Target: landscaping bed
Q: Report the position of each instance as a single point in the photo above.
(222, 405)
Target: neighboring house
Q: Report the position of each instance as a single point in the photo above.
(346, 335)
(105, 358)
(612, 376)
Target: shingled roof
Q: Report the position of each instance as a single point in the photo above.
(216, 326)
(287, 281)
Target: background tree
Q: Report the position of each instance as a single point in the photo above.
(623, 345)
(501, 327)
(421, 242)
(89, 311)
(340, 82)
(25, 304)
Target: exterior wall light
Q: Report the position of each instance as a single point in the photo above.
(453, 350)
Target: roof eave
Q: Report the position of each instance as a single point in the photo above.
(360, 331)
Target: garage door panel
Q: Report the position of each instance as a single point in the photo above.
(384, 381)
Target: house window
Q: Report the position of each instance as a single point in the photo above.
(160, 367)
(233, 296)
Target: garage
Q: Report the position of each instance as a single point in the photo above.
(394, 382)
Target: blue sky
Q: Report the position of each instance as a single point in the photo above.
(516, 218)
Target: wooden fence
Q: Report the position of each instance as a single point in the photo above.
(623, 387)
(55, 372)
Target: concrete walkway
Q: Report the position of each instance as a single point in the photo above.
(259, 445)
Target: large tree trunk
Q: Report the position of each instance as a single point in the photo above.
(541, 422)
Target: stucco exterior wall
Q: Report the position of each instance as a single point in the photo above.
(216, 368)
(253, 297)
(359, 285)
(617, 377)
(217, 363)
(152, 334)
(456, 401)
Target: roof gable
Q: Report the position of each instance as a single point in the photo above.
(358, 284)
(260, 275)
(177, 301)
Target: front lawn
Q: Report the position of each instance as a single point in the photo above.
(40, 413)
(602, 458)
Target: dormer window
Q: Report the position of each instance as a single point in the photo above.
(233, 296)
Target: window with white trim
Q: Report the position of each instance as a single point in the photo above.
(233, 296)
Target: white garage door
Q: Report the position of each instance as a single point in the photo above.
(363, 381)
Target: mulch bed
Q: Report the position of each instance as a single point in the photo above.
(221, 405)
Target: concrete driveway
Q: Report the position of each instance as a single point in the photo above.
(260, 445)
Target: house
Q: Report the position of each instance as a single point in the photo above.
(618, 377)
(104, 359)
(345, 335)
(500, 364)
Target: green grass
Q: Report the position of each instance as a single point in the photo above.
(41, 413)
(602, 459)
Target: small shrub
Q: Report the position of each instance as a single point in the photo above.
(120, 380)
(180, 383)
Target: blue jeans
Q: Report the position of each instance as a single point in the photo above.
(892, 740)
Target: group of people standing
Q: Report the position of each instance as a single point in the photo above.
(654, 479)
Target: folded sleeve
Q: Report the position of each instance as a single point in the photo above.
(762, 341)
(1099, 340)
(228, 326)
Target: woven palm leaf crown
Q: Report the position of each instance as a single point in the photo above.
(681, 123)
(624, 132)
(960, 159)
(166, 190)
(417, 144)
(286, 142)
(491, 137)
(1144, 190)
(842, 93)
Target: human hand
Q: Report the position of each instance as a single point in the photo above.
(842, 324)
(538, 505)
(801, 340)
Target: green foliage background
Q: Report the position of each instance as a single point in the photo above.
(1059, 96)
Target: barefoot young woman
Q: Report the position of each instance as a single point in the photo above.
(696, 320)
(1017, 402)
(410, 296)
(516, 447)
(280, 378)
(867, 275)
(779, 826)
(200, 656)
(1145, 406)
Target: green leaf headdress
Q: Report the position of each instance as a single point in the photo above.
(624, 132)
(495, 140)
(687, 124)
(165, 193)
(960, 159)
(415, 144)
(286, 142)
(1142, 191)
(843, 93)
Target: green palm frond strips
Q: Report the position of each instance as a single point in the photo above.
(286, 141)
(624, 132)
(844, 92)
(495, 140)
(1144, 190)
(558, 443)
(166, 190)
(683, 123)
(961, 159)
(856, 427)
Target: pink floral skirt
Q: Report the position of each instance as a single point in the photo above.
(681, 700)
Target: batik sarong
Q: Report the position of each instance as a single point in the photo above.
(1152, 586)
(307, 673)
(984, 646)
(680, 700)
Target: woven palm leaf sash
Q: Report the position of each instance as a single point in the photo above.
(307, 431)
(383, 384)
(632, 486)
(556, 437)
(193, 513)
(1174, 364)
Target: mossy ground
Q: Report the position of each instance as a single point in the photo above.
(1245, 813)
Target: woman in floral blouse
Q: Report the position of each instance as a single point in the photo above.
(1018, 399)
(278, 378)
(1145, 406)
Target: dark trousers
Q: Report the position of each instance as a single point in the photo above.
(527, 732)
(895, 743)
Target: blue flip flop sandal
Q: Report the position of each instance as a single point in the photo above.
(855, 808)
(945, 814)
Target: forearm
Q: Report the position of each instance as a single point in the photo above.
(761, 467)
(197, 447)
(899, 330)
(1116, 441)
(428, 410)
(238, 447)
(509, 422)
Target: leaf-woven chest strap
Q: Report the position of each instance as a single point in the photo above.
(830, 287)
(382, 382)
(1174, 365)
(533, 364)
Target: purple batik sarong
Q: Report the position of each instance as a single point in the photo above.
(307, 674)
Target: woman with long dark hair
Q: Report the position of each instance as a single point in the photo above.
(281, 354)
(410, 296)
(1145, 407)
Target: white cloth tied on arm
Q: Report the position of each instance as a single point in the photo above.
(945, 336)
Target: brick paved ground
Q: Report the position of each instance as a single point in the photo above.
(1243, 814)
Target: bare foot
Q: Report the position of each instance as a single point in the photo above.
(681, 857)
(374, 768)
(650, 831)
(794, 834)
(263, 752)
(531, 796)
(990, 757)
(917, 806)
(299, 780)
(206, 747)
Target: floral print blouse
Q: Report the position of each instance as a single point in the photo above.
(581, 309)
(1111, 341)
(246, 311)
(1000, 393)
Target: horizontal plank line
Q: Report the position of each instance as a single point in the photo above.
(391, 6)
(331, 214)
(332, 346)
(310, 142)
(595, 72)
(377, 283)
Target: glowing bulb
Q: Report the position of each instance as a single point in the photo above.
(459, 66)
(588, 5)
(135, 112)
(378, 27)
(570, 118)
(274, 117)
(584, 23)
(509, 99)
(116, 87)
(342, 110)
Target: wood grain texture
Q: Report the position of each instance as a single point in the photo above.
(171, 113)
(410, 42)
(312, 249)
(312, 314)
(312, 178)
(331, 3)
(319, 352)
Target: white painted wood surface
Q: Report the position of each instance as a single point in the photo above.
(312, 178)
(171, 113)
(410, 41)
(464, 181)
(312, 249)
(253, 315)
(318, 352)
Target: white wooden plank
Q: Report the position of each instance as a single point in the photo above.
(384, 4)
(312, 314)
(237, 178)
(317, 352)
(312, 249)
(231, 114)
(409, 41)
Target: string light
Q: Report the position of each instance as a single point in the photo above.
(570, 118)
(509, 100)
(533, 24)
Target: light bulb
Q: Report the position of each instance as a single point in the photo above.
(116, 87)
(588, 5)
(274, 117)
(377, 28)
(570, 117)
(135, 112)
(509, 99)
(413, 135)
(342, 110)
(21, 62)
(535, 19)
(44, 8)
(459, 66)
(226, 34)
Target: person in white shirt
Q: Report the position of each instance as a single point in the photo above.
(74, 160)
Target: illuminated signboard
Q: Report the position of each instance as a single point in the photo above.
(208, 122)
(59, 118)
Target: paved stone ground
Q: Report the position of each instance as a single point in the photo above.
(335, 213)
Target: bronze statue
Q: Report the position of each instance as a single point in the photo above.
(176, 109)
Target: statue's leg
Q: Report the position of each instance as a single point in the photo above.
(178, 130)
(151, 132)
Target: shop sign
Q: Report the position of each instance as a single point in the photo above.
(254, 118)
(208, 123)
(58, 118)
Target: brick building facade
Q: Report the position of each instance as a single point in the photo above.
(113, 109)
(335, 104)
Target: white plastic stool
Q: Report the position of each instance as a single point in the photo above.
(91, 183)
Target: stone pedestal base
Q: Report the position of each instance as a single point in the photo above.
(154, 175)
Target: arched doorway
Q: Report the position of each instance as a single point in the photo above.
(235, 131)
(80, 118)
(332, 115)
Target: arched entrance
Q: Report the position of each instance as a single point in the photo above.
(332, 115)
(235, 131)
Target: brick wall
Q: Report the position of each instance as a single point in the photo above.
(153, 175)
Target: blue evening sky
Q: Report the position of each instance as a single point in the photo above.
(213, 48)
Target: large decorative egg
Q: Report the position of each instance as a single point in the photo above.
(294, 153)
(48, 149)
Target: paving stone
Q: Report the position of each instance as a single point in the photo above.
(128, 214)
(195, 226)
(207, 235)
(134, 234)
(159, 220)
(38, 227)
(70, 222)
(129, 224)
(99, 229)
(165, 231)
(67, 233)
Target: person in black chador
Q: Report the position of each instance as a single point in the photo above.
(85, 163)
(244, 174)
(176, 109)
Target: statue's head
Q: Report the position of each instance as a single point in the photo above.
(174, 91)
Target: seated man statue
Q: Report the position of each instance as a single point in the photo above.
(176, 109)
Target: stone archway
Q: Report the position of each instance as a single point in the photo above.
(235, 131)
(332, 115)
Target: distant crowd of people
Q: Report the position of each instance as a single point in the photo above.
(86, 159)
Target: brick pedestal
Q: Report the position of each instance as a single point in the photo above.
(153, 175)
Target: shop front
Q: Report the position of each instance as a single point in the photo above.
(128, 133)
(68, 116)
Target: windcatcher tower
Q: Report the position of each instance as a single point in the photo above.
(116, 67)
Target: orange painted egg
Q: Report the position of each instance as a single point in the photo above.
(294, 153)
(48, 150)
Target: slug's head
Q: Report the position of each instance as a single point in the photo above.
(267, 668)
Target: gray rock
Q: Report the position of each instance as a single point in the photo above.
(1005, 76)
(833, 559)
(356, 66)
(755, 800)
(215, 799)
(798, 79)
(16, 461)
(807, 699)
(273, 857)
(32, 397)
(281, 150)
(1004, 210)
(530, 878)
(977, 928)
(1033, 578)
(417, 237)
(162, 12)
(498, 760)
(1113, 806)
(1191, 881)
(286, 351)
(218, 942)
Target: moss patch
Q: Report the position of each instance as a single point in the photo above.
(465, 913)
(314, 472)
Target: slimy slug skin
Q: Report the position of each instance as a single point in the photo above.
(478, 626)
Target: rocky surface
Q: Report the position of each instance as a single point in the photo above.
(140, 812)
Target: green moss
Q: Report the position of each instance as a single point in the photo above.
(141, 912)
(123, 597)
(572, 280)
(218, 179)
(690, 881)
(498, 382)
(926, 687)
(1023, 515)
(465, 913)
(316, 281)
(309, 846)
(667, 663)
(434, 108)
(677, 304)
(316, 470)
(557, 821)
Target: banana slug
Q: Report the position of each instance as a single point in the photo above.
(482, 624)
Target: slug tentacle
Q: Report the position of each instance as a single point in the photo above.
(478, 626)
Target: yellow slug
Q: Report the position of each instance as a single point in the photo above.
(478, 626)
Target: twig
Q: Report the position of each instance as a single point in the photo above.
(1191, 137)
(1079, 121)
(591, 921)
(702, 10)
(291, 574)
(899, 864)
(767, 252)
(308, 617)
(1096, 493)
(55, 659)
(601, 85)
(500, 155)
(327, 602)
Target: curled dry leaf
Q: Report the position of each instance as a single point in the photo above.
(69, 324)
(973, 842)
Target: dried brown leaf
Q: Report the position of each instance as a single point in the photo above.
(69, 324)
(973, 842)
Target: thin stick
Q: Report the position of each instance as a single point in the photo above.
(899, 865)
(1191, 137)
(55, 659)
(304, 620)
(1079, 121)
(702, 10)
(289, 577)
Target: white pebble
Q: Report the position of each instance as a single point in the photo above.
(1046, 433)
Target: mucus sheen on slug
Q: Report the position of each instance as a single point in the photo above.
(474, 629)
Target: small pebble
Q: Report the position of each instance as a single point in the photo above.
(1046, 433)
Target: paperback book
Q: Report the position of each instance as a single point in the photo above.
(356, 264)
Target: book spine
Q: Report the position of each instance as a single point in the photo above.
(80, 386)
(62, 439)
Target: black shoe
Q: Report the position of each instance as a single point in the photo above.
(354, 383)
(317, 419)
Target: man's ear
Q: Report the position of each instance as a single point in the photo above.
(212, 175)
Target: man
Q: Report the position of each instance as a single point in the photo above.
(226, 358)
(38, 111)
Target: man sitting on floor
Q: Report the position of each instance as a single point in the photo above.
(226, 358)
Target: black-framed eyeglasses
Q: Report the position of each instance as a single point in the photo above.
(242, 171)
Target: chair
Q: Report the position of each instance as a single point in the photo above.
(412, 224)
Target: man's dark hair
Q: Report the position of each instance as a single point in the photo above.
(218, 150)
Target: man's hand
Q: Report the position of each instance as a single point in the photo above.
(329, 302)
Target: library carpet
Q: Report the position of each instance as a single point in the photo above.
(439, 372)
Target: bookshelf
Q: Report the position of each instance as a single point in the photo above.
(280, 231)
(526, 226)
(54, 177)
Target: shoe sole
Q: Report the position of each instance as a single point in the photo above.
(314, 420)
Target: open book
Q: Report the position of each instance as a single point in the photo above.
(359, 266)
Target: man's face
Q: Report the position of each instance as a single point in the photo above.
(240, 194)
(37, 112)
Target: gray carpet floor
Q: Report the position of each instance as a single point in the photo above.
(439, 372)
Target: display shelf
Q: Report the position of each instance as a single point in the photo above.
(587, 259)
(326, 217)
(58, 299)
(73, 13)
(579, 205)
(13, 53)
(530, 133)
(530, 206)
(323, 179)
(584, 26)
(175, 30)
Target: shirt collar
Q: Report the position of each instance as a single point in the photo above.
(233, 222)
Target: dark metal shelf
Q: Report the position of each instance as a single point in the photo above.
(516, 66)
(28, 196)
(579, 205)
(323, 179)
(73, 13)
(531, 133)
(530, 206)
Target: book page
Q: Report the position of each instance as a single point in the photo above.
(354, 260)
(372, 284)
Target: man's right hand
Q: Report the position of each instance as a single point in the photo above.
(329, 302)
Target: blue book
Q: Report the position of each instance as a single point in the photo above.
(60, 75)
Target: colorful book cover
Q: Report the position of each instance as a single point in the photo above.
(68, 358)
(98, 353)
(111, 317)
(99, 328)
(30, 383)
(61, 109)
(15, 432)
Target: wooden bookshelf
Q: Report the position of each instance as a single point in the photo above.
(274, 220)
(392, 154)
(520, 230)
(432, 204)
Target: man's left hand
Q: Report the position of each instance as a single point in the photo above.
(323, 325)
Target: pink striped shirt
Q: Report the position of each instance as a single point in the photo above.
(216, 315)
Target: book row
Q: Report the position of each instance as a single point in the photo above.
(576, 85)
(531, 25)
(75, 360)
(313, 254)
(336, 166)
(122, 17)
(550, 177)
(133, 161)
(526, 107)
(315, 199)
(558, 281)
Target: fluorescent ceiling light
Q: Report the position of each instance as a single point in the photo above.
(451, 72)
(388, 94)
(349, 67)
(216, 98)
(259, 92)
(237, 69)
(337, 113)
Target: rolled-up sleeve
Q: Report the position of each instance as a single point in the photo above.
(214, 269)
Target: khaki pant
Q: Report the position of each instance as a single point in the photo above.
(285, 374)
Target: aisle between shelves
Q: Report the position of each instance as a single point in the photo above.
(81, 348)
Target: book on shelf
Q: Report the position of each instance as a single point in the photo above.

^^^^^^^^^^^^^^^^

Short exercise
Reproduce only those lines of the entries above that run from the line with "Target: fluorescent ceiling light" to the final line.

The completed task
Target: fluorescent ceiling light
Q: Report the position of each instance as a single point in the photo above.
(451, 72)
(388, 94)
(349, 67)
(216, 98)
(259, 92)
(237, 69)
(337, 113)
Target: rolled-up sleeve
Q: Report the position of each instance as a single point in the photo above.
(214, 269)
Target: khaki pant
Q: Report the position of each instance as a single point in the photo above.
(285, 374)
Target: aisle between shelves
Q: Report the position of each instance as a single point in the photo above.
(81, 348)
Target: book on shelf
Q: Report the position of each instance as a single point in the photo above.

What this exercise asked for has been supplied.